- [Exercise instructions] Copy the following material line for line, with no changes.

- [Material supplied]
▼▼▼
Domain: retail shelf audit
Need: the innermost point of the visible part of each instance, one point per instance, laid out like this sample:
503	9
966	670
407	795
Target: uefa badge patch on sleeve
▲▲▲
- [Complete answer]
Domain: retail shelf audit
Need: the innermost point of the visible part of each instance, one point per instance, laid out like this sample:
503	9
966	670
407	795
Target: uefa badge patch on sleeve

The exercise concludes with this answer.